(Stored entries)
- Opening Delimiter -
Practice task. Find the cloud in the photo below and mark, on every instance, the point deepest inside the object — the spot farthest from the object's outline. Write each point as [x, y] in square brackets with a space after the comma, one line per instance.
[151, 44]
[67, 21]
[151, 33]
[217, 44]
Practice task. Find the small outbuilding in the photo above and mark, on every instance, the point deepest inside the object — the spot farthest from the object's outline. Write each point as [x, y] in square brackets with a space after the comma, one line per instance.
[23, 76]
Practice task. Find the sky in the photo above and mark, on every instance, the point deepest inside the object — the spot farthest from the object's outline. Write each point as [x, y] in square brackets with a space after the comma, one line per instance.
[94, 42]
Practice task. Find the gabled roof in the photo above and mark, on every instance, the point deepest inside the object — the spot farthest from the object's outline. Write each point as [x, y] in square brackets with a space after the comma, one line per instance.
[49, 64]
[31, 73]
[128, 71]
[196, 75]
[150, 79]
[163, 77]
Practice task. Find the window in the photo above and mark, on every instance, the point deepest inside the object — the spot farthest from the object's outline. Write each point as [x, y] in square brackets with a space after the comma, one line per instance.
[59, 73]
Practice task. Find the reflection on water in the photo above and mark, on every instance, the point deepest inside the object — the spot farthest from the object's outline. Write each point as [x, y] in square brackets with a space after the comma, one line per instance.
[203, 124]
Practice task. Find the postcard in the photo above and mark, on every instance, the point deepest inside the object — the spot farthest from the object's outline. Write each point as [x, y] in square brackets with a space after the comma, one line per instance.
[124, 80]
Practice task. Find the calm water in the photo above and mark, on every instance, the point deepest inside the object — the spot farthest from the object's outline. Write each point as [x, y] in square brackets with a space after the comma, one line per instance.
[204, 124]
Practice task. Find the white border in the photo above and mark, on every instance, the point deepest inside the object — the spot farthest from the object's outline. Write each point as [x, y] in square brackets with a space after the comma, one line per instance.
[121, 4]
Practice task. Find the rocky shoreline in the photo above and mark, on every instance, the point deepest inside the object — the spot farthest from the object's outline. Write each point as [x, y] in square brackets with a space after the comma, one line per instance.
- Closing Delimiter -
> _TASK OBJECTIVE_
Nothing but the lines from the one containing "Practice task. Find the gabled" to the end of the records above should appear, each copied exactly.

> _YOUR SOLUTION_
Practice task. Find the gabled roof in the photo above and mark, on every instance, the point deepest inside the object — the spot farthest from the object's outline. Write each point as [x, y] in square brackets with a space after the comma, one line per instance.
[49, 64]
[31, 73]
[128, 71]
[196, 75]
[150, 79]
[163, 77]
Practice task. Find the window in the photo above and mark, on every instance, the point deepest inside the object — the spot farthest from the object's outline. Write each point as [x, y] in square brackets with a space after the comma, one line per instance.
[59, 73]
Practice task. Find the reflection on water in the photo above and mark, on every instance, the point deepest inside the object — the spot farthest from the object's outline. Write each point as [x, y] in square brackets with a space after the comma, one line per instance.
[203, 124]
Practice task. Find the postcard in the photo above and mark, on every instance, the point deepest inside the object — the spot farthest from the object's outline. Write each point as [x, y] in square brackets with a space after the comma, one line per instance.
[124, 80]
Practice task. Find the calm water in the photo above and mark, on every instance, the point deepest inside the object — the spot farthest from the object's outline. Write each point as [x, y] in square brackets with a space after the comma, one line per instance.
[204, 124]
Practice task. Find the white border in the photo above and mark, on every instance, the point deepest inside the object — the spot farthest from the object's outline. Write each point as [x, y] in square brackets with a space after the comma, one line per instance.
[121, 4]
Practice task. Find the rocky shoreline in the photo above and mark, on every instance, the point deepest inside the object — the spot farthest from the object's outline. Write each point as [x, y] in square brackets with a space after the comma, one line per instance.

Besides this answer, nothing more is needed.